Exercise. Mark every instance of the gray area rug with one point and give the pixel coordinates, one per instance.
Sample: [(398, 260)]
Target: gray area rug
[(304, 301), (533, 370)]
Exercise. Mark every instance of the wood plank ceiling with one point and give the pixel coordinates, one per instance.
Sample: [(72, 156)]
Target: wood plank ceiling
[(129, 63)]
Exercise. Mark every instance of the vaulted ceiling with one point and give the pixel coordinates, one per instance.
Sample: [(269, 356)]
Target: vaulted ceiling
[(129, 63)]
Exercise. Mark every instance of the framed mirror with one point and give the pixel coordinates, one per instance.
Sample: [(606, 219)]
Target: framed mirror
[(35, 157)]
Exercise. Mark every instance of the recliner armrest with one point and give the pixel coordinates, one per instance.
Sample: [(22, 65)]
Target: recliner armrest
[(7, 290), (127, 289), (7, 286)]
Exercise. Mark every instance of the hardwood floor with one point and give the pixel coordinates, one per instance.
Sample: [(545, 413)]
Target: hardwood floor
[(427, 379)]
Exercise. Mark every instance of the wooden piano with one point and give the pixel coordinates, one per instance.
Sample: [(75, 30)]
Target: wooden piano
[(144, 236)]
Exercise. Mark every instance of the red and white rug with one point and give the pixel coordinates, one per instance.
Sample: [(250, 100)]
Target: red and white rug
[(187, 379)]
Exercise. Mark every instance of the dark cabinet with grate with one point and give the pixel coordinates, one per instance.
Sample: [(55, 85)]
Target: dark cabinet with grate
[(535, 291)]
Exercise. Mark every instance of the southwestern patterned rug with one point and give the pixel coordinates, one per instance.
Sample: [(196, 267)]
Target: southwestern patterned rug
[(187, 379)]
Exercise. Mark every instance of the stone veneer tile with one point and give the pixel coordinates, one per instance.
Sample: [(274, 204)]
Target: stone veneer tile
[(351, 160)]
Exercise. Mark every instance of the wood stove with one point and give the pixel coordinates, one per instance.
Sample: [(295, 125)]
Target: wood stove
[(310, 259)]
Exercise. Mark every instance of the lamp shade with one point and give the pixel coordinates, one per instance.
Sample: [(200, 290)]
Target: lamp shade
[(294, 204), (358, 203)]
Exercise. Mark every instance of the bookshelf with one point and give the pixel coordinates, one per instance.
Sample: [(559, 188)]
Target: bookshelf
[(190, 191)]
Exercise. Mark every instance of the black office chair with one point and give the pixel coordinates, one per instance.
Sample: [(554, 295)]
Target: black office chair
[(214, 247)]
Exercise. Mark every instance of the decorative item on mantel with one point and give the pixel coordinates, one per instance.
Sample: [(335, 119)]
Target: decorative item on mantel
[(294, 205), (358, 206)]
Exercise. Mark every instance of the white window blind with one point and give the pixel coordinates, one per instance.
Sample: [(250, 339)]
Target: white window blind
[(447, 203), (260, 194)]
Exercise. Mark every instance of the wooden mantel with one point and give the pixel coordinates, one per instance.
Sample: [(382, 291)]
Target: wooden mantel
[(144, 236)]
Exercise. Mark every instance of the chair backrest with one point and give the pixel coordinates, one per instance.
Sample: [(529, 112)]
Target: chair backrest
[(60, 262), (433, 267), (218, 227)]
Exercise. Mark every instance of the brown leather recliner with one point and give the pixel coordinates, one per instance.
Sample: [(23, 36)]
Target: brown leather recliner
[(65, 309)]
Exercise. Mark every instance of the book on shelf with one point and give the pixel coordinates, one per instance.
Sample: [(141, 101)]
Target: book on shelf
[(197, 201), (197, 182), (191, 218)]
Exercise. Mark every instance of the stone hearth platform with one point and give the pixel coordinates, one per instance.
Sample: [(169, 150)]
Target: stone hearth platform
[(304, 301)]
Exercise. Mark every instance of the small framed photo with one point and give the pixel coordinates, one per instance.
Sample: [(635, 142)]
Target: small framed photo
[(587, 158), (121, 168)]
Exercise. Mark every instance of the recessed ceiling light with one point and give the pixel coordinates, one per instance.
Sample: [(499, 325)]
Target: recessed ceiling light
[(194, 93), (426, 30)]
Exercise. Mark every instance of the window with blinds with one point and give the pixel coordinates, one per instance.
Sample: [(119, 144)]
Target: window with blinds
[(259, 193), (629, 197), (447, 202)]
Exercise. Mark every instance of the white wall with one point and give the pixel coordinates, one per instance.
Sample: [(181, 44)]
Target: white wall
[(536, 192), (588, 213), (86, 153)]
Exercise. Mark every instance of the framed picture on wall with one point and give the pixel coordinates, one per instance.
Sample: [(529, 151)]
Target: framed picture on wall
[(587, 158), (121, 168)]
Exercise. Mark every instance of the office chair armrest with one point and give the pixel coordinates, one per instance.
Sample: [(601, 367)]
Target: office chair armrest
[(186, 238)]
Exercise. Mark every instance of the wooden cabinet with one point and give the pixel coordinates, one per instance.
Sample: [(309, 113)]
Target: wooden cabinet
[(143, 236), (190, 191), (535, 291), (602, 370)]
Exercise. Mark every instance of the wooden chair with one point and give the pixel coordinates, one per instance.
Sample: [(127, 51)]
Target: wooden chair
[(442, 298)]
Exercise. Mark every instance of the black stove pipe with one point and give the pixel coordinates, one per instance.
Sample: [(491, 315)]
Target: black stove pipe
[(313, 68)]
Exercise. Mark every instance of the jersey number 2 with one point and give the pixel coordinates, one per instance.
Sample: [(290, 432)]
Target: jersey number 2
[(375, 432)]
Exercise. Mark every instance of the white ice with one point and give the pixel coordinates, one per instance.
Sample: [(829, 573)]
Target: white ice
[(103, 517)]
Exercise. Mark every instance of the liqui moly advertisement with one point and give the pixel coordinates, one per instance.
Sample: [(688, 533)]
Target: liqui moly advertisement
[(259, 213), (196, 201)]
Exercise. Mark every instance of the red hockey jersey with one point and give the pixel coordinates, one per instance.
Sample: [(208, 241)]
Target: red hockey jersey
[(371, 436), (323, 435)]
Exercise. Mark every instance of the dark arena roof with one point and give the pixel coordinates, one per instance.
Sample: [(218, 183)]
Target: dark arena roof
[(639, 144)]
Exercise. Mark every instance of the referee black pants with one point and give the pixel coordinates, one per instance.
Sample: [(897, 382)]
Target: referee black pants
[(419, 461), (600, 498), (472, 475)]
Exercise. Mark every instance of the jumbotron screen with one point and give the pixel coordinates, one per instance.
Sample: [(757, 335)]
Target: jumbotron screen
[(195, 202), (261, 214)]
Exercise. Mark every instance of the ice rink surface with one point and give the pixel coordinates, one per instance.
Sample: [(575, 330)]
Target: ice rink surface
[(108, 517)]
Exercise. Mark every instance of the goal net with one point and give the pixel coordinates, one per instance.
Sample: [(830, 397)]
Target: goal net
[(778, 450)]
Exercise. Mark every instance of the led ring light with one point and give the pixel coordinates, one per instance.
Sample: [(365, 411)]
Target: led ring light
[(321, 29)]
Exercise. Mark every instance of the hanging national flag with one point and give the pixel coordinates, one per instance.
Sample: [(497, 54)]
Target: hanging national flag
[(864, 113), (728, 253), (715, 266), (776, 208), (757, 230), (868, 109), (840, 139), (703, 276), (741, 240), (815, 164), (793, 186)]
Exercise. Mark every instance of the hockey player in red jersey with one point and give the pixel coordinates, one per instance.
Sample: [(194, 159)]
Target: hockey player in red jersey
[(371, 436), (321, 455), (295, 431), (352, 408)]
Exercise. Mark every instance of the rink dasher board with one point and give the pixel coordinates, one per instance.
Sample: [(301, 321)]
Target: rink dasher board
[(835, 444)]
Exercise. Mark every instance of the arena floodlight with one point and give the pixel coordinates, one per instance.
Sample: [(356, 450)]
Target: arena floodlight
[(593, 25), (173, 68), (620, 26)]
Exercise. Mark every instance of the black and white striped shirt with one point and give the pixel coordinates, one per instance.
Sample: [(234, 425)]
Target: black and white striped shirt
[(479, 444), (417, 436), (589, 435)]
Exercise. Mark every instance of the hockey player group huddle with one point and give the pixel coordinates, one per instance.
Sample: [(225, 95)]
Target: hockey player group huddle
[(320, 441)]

* * * * * * * * *

Retype the entries exactly, from the line containing "Exercise. Mark every instance of the stone veneer" through the line containing "[(214, 247)]", with both of those lines included.

Exercise. Mark every instance of the stone veneer tile with one point and give the pixel coordinates, one per instance.
Sample: [(274, 204)]
Target: stone veneer tile
[(351, 160)]
Exercise. Mark every instance of the wood stove with one point and give the pixel coordinates, one per instance.
Sample: [(295, 125)]
Target: wood stove
[(310, 259)]
Exercise. Mark every instance of the lamp shade with one point and give the pixel coordinates, one per instance.
Sample: [(200, 290)]
Target: lamp shade
[(294, 204), (358, 203)]
Exercise. Mark every instance of the bookshelf with one point and give the pixel coordinates, one per instance.
Sample: [(559, 188)]
Target: bookshelf
[(190, 191)]
Exercise. Mark every instance of the black office chair with one point and give the pixel coordinates, one per instance.
Sample: [(554, 295)]
Target: black office chair
[(214, 247)]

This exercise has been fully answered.